**SET EXERCISE:**
Recast every row below as a JSON list of strings with one string per line, skipping blank lines and leaving the pictures out.

**INPUT DATA:**

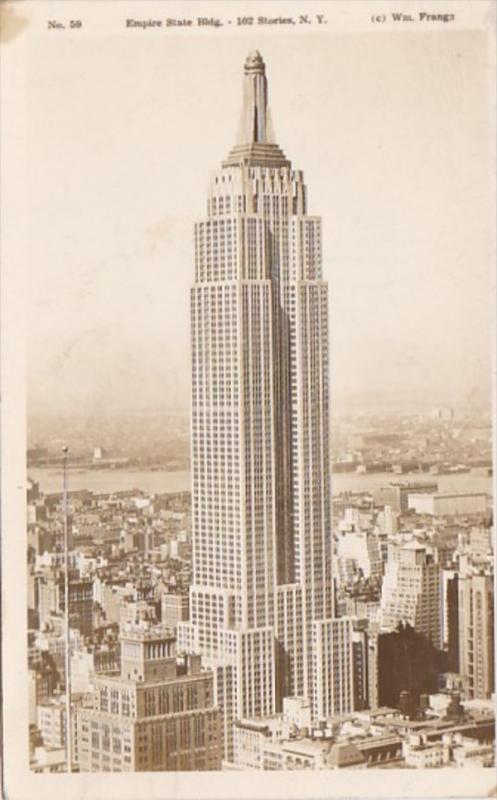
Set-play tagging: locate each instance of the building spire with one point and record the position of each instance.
(255, 141)
(254, 128)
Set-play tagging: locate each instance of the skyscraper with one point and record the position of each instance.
(260, 425)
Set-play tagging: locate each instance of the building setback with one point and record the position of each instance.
(156, 714)
(260, 426)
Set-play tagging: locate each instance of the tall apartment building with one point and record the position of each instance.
(333, 687)
(411, 591)
(260, 425)
(158, 713)
(476, 634)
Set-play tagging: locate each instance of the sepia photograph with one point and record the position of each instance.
(248, 374)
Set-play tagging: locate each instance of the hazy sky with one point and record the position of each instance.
(392, 133)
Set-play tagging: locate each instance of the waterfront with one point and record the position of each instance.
(162, 481)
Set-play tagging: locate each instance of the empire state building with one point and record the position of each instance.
(261, 599)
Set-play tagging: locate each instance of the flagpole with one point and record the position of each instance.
(67, 625)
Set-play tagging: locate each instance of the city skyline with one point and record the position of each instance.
(408, 266)
(254, 616)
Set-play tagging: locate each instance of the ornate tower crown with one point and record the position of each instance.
(255, 141)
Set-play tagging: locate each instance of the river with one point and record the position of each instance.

**FINISHED ANSWER:**
[
  "Set-play tagging: locate each instance of the building spire with one point and record the position of each instance.",
  "(255, 141)",
  "(254, 128)",
  "Set-play tagging: locate each instance of the skyscraper with one point and record the position of each instance.",
  "(260, 425)",
  "Set-play tagging: locate each instance of the building setback with one point and record the position of each instance.",
  "(156, 714)",
  "(260, 426)",
  "Set-play tagging: locate each instance of the tall apartment building with one point and record the position of each instance.",
  "(333, 687)",
  "(411, 591)",
  "(260, 425)",
  "(158, 713)",
  "(476, 634)",
  "Set-play tagging: locate each instance of the sepia photograph with one point and record the position of each instance.",
  "(248, 374)",
  "Set-play tagging: locate each instance of the hazy sky with one point and record the position of each instance.",
  "(392, 133)",
  "Set-play tagging: locate each instance of the waterfront with one point and record the position of each instance.",
  "(162, 481)",
  "Set-play tagging: locate each instance of the empire state building with one point and record the position of each instance.",
  "(261, 599)",
  "Set-play tagging: locate each instance of the flagpole with one point and record the position of each instance.",
  "(67, 625)",
  "Set-play tagging: locate each instance of the city skyline with one point and record the position of each instance.",
  "(408, 266)",
  "(254, 616)",
  "Set-play tagging: locate each instance of the ornate tower crown with one point and record the position of each instance.",
  "(255, 141)",
  "Set-play tagging: locate each instance of the river with one point and record the position of each instance."
]